:: DATASET ENTRIES

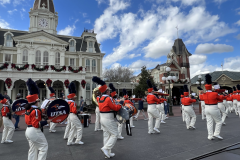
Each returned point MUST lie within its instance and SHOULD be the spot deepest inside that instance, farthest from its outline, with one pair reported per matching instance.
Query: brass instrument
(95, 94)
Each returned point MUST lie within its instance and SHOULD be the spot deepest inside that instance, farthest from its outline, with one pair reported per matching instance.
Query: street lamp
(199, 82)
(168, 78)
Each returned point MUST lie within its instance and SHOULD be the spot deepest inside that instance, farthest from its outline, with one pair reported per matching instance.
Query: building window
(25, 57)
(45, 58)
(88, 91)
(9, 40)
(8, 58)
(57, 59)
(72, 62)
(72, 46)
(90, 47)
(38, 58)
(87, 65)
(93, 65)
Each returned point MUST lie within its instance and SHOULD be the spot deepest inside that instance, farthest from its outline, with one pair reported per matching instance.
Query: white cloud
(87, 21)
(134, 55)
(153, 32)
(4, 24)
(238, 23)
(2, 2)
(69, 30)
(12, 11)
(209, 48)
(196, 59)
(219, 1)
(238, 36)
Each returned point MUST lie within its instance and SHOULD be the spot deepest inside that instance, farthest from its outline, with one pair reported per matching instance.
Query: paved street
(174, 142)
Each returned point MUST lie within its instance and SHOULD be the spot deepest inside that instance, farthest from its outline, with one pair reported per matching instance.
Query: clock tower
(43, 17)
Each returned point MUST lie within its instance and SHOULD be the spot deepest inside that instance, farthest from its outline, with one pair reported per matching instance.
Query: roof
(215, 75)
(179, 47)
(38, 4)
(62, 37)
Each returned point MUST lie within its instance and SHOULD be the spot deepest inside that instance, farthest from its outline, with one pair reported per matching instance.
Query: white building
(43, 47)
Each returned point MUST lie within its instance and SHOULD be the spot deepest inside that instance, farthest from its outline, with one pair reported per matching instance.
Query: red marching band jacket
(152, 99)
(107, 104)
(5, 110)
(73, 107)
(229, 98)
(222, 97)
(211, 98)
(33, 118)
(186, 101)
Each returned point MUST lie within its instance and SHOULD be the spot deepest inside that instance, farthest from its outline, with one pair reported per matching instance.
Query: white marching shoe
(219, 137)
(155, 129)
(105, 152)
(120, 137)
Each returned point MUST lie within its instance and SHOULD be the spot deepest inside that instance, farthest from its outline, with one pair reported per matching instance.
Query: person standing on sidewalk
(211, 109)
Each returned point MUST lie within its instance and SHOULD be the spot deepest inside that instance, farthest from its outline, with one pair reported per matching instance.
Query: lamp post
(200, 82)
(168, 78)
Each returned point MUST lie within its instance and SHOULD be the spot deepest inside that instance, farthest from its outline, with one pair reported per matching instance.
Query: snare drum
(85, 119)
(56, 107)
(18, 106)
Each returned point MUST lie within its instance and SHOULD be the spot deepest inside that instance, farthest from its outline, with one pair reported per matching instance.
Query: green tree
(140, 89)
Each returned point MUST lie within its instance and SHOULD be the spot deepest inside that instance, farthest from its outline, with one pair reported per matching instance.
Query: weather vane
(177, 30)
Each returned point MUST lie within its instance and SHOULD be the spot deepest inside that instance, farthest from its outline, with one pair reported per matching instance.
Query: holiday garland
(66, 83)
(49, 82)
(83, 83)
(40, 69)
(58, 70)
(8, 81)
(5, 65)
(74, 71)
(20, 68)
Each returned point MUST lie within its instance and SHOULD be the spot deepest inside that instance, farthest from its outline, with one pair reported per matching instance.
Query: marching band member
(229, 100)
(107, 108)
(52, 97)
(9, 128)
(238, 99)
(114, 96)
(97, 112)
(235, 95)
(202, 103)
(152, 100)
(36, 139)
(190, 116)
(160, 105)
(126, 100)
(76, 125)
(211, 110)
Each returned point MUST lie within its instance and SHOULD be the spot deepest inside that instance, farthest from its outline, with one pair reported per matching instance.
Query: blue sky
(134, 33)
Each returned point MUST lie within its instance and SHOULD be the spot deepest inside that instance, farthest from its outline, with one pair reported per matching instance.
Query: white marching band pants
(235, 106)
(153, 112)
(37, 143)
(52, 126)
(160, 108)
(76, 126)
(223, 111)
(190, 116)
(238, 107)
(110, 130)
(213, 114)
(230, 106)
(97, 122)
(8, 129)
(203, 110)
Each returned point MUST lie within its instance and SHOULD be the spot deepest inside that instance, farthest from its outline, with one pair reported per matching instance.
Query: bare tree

::::

§ **YOUR TASK**: Without copying any picture, repeat all of the entries exactly.

§ **TASK RESULT**:
Each returned point MUST lie within its instance and SHOULD be the spot deepest inside that instance, farthest from its outline, with one pair reported per matching instance.
Query: brass instrument
(95, 94)
Each returned point MUST lie within its instance and SHOULD be the spot deepest inside that instance, farthest from its outline, with one pair reported per matching instance.
Query: street lamp
(199, 82)
(168, 78)
Each returned point MUST lie within its instance and SHOULD be the spot deepest inside that instance, farthest from its outline, with one pair reported per matching instance.
Query: building window
(25, 57)
(45, 58)
(88, 91)
(9, 40)
(8, 58)
(57, 59)
(72, 62)
(72, 46)
(90, 47)
(38, 58)
(87, 65)
(93, 65)
Each returned point MUST lie within its instance and SHOULD be the spot deepest inside that instance, farthest from its outline, with one pair reported per matching instance.
Query: white cloud
(87, 21)
(134, 55)
(153, 32)
(4, 24)
(238, 23)
(2, 2)
(69, 30)
(12, 11)
(209, 48)
(196, 59)
(219, 1)
(238, 36)
Each returned point MUST lie within its instance and SHOULD be the spot deepest inside that instance, farthest from its outline, with one pair reported per matching instance.
Query: paved street
(174, 142)
Each returned point MUST lie within its instance and SHOULD be the spot deepest inside that instance, farthest from its outline, with one pair reported per matching instance.
Query: clock tower
(43, 17)
Each returned point MUST lie within its instance and SHOULD be the spot deepest inside that instance, farthest from its outline, with one pair reported per matching instance.
Query: roof
(215, 75)
(179, 47)
(38, 4)
(62, 37)
Each returned point MUST lie within its instance and SHOULD be the spot deepest inside that instance, farthest from its outline, with one pair reported per matching instance.
Query: white building
(43, 47)
Each returned point MUST lie within its instance and SHOULD be the spot deepest inside that instance, farthest from its outline, with one pair reported per matching instance.
Query: red marching band jacket
(152, 99)
(107, 104)
(5, 110)
(73, 107)
(229, 98)
(222, 97)
(211, 98)
(33, 118)
(186, 101)
Each returned point MUST lie within its instance and SHOULD be the spot deepest inside that instance, farthest from its outline, with one pair reported per matching instance.
Query: white marching shoe
(219, 137)
(155, 129)
(105, 152)
(120, 137)
Each returned point MUST lie within its instance and SHOULD be the spot deepest inside that instance, farthest from its outline, with one pair reported per matching instance.
Query: person standing on sidewalk
(211, 109)
Each returned point MUST lie within its instance and SHOULD be the spot deepest inside that instance, farthest from its outline, with one pair reported per matching instance.
Query: lamp post
(200, 82)
(168, 78)
Each returned point MUST lie within its instance and SHOULD be the spot deepest inside that instance, farthest from its outline, with one pair reported per matching instance.
Query: snare drum
(85, 119)
(56, 107)
(18, 106)
Each returned point MUST lie within its instance and SHOULD be the spot deepest inside that instance, farthest from its outline, with one pair reported per matching instance.
Query: green tree
(140, 89)
Each returned point MUST lie within its instance and SHOULD be the spot deepest inside that instance, farthest from its outline, with one pair reported per matching instance.
Query: weather vane
(177, 30)
Each returned point MUST lie within its instance and SHOULD be the spot deepest inside that instance, farthest from its outline, with one pair reported per matching instance.
Query: holiday garland
(66, 83)
(49, 82)
(83, 83)
(40, 69)
(58, 70)
(8, 81)
(5, 65)
(74, 71)
(20, 68)
Each returned point MUST lie within its instance and SHOULD be the spot deepest inside that instance, farthest from its outline, with one pair reported per matching instance.
Query: marching band member
(229, 100)
(107, 108)
(52, 97)
(9, 128)
(238, 99)
(114, 96)
(97, 112)
(235, 95)
(202, 103)
(152, 100)
(36, 139)
(190, 116)
(160, 105)
(126, 100)
(76, 125)
(211, 110)
Each returned point MUST lie within its instance and SHOULD be the spot deepest inside that instance, farthest from its outline, with one pair reported per matching instance.
Query: blue sky
(134, 33)
Each returned point MUST lie within its instance and SHOULD be the spot deepest inside that instance, farthest from its outline, with one pair reported per matching instance.
Query: white marching band pants
(235, 106)
(153, 112)
(37, 143)
(52, 126)
(160, 108)
(76, 126)
(223, 111)
(190, 116)
(238, 107)
(110, 130)
(213, 114)
(230, 106)
(97, 122)
(8, 129)
(203, 110)
Each returned point MUST lie within its instance and SHOULD be the spot deepest inside that instance, farthest from its outline, with one pair reported per matching instance.
Query: bare tree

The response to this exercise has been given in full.